/---

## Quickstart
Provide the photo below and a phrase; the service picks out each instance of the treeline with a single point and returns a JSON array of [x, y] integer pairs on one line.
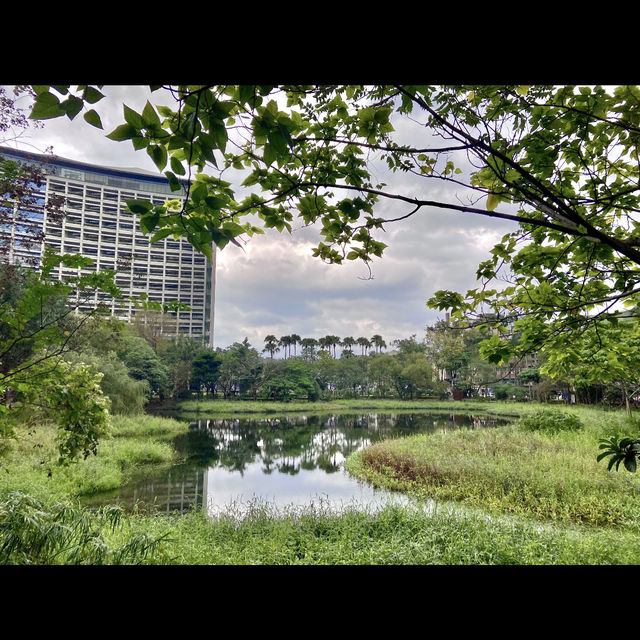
[[139, 363]]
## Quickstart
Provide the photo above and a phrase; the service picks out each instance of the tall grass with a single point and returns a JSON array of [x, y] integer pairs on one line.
[[395, 535], [549, 475]]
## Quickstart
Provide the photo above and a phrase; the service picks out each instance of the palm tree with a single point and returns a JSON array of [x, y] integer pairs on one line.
[[271, 344], [285, 342], [294, 340], [364, 343], [378, 343], [309, 344], [333, 341], [325, 343], [348, 343]]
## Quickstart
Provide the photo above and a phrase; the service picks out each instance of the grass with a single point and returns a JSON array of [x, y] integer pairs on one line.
[[352, 405], [534, 474], [29, 463], [504, 496], [394, 535]]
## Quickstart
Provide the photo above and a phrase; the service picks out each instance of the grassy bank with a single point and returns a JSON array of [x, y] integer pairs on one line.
[[29, 463], [193, 408], [535, 474], [521, 497]]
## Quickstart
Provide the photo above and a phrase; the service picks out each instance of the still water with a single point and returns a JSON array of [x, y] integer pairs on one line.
[[285, 461]]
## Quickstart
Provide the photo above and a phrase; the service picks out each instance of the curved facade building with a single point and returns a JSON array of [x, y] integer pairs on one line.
[[98, 225]]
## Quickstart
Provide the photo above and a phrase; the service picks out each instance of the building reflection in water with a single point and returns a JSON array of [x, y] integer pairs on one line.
[[227, 457]]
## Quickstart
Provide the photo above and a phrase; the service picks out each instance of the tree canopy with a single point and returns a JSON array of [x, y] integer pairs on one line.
[[558, 161]]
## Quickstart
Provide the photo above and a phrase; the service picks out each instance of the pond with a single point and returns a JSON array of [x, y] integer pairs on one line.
[[282, 460]]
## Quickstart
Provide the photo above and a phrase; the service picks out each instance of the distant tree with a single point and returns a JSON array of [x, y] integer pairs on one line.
[[271, 345], [285, 342], [144, 364], [378, 342], [333, 342], [205, 371], [308, 347], [348, 343]]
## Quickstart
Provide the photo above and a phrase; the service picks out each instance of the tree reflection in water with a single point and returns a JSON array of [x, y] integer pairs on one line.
[[239, 456]]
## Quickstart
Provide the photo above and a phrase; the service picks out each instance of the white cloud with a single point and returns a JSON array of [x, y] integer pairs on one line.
[[276, 286]]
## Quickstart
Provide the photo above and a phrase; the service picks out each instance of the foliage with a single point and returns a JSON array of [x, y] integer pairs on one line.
[[558, 161], [34, 534], [550, 475], [626, 450], [144, 364], [206, 369], [127, 396], [73, 397], [292, 378], [550, 421], [36, 324]]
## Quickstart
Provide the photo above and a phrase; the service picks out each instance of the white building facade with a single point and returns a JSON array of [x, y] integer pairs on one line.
[[98, 225]]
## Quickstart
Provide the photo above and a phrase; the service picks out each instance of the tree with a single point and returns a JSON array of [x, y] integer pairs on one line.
[[556, 161], [205, 371], [365, 344], [271, 344], [144, 364], [241, 370], [348, 343], [295, 339], [285, 342], [560, 162], [378, 342], [308, 347], [37, 319]]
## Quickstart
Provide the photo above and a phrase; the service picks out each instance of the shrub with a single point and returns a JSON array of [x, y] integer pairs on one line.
[[550, 420], [34, 533]]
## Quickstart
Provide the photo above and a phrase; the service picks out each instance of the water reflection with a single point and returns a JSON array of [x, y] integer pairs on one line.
[[285, 460]]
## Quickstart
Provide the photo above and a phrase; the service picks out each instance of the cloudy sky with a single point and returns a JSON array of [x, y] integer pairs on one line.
[[274, 285]]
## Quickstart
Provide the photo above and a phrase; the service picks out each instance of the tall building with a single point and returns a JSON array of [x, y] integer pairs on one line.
[[99, 225]]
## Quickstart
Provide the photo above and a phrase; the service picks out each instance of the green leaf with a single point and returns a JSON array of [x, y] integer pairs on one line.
[[492, 201], [72, 106], [630, 462], [92, 95], [46, 106], [150, 116], [132, 117], [158, 154], [176, 166], [93, 118]]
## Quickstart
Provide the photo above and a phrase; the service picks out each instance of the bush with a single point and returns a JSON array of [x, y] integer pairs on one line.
[[550, 421]]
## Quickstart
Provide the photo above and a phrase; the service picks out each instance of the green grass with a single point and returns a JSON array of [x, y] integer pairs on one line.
[[534, 474], [239, 407], [395, 535], [29, 463], [504, 496]]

\---

● **Task item**
All entries are to be retyped exactly. Omit any embedded images.

● **Answer to this exercise**
## Quickstart
Provide the photo below and a phrase; the service picks out each instance of the treeline with a single point and returns a JSON array of [x, y] integer pairs on one line.
[[139, 363]]
## Quickstart
Provide the photo above and a phrase; the service picks out each instance of the tall grass with a single point and returns a JSON array of [x, y] integer pairs on one line.
[[395, 535], [549, 475]]
## Quickstart
Provide the photo above and a phrase; the service picks out each instance of the palm tree with a single point and returns a JSON array of [x, y] integer pairs on one line.
[[271, 344], [285, 342], [294, 340], [364, 343], [378, 343], [309, 344], [333, 341], [325, 343], [348, 343]]
## Quickstart
Provide the photo above and a phrase; the service picks out each instance of the grass with a single point and returns a JSON array of [x, y] integer pairs on one line.
[[352, 405], [534, 474], [29, 463], [504, 496], [394, 535]]
## Quickstart
Provide the photo above and a phrase; the service picks out each instance of the grassy bank with a single point and returns a JSON array of [x, y] integer pairs on one line.
[[29, 463], [193, 408], [535, 474], [521, 497]]
## Quickstart
Provide the photo above and a phrase; the service picks out each instance of the still water with a single point and returns a JSON array of [x, y] integer pairs on one line.
[[285, 461]]
## Quickstart
Provide the photo above and a phrase; the service picks out each instance of the curved facade building with a single point and returns a JSON array of [x, y] integer pairs on one line.
[[98, 225]]
## Quickstart
Provide the photo above and a phrase; the service picks out each instance of the building reflection in water with a single point and returns a JSON array of [x, y] integer pairs on one line.
[[227, 457]]
## Quickstart
Provide the photo above and a phrase; the service picks out each instance of the tree canopy with a single point and returns a JSON array of [x, y] integer pairs on one line.
[[558, 161]]
## Quickstart
Provide the photo above and a phrase; the service picks out each instance of the pond with a single point and returns a JSON array of [x, y] integer pairs on one line.
[[282, 460]]
## Quickstart
Provide the photo above and a phrase; the service picks out each instance of the distant tree with a single point and returns a JSON array of [x, y] integer pairs on one line.
[[271, 345], [285, 342], [144, 364], [378, 342], [333, 342], [205, 371], [308, 347], [348, 343]]
## Quickstart
Provide the photo above and a phrase; the service picks out each instance of the tree reflection in water with a single point and returns a JSON array of [x, y] integer pairs on one line.
[[239, 456]]
## Quickstart
Provide the photo above and a phrase; the service picks out each instance of the white cloud with a single point and returns a JSON array of [x, y] integer pairs on one line.
[[276, 286]]
## Quickstart
Provide the photo above and a phrase; the service picks out each instance of the foliage with a single point and returns a JSON array of [x, y] integer pairs on one line.
[[558, 161], [34, 534], [550, 475], [626, 450], [144, 364], [206, 369], [127, 396], [73, 397], [292, 378], [550, 421], [36, 324]]
## Quickstart
Provide the photo above and a phrase; the service picks out each instance of the white building facade with a single point and returns a JSON array of [x, y] integer pairs on one line.
[[98, 225]]
## Quickstart
Provide the photo above and a phrase; the service picks out each instance of the tree with a single point and returns a JSON array of [x, y] integer pairs on one line.
[[556, 161], [205, 371], [365, 344], [271, 344], [144, 364], [241, 370], [348, 343], [295, 339], [285, 342], [560, 162], [378, 342], [308, 347], [37, 319]]
## Quickstart
Provide the photo above and a phrase; the service picks out each instance of the shrub with a single point and returns a JSON array of [x, y] integer pairs on one line.
[[550, 420], [34, 533]]
## Quickstart
Provide the photo above and a phrase; the service picks out each instance of the water reflection with a single point and returns a JSON array of [x, y] integer pairs on one line.
[[285, 460]]
## Quickstart
Provide the photo above and a phrase; the service picks out each instance of the cloudy sky with a single point and returns a JSON array of [x, y] integer pairs on one line.
[[274, 285]]
## Quickstart
Provide the photo above and a phrase; the service picks out each instance of the tall building with a single point and returns a JSON array of [x, y] integer pairs on one line.
[[99, 225]]
## Quickstart
Provide the photo above and a phrase; the service picks out each instance of the green leaf with a single point and returns a JSON array of [x, y] integer pairs on one line.
[[492, 201], [72, 106], [630, 462], [92, 95], [46, 106], [150, 116], [132, 117], [158, 154], [176, 166], [93, 118]]
## Quickstart
Provide the photo above and a phrase; the service picks out each instance of the bush with a single point and returns a JSON array of [x, y] integer pairs on one line.
[[550, 421]]
## Quickstart
Provide the photo above and a phrase; the service picks out each instance of the green grass with a single point and returns a JSON array of [x, y] integer pairs on one line.
[[534, 474], [239, 407], [395, 535], [29, 463], [504, 496]]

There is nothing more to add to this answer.